<<<<
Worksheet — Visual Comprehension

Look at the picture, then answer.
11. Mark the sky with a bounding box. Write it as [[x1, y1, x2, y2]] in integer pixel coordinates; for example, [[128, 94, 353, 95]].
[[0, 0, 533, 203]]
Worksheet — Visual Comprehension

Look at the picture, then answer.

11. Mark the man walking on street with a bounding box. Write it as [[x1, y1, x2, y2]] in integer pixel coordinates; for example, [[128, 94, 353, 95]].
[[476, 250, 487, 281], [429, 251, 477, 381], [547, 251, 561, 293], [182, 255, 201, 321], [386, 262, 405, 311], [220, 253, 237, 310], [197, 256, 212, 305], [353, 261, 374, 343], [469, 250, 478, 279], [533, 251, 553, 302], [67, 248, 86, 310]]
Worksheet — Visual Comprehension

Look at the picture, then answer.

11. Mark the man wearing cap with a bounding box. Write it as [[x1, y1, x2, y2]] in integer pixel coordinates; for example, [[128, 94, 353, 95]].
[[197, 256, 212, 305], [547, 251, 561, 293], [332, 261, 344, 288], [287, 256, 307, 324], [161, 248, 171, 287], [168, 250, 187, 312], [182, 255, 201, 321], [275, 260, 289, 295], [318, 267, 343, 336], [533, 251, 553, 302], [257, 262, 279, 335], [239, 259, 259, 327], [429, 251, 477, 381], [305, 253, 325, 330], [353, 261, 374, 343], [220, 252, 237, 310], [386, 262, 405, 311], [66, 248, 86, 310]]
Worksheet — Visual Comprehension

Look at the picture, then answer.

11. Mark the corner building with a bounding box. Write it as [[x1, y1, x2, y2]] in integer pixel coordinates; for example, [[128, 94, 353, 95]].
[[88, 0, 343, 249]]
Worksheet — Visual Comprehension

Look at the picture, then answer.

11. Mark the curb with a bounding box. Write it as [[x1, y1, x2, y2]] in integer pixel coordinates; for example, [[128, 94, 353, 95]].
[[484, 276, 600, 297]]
>>>>
WHAT THE TASK REQUIRES: Each entry above needs to be returned exactly as written.

ANSWER TO THE EXERCISE:
Worksheet — Visual Comprehension

Look at the picture, then answer.
11. Mark the sky with a bounding box. Write it as [[x1, y1, x2, y2]] in integer pixel coordinates; for example, [[128, 94, 353, 95]].
[[0, 0, 533, 203]]
Worksheet — Visual Comprehension

Look at the picture, then answer.

11. Mark the man walking on street with a bounding box. Write it as [[x1, y1, x2, y2]] in integer pixel coordinates; for example, [[128, 94, 353, 95]].
[[476, 250, 487, 281], [429, 251, 477, 381], [547, 251, 561, 293], [182, 255, 201, 321], [386, 262, 405, 311], [220, 253, 237, 310], [197, 256, 212, 305], [353, 261, 374, 343], [469, 250, 478, 279], [533, 251, 553, 302], [67, 248, 86, 310]]
Worksheet — Visual Comprehension

Look at the picture, then answer.

11. Mark the man wearing cap with a bounding box. Write it as [[x1, y1, x2, y2]] in integer pixel coordinates; for example, [[128, 94, 353, 95]].
[[197, 256, 212, 305], [547, 251, 561, 293], [332, 261, 344, 288], [287, 256, 307, 324], [161, 248, 171, 287], [168, 250, 187, 312], [182, 255, 201, 321], [275, 260, 289, 295], [318, 267, 343, 336], [533, 251, 553, 302], [257, 262, 279, 335], [239, 259, 259, 327], [429, 251, 477, 381], [305, 253, 325, 330], [353, 261, 374, 343], [220, 252, 237, 310], [386, 262, 405, 311], [66, 248, 86, 310]]
Worksheet — Visual Comprehension

Look at the picture, then answer.

11. Mark the corner building with a bounding box. Write it as [[x1, y1, x2, y2]] in integer pixel coordinates; for example, [[128, 94, 353, 95]].
[[88, 0, 343, 249]]
Worksheet — Visual Comprehension

Look at the picture, then answer.

11. Mark the curb with a bounding box. Write it as [[x1, y1, x2, y2]] in integer pixel coordinates; for example, [[128, 94, 353, 95]].
[[484, 276, 600, 297]]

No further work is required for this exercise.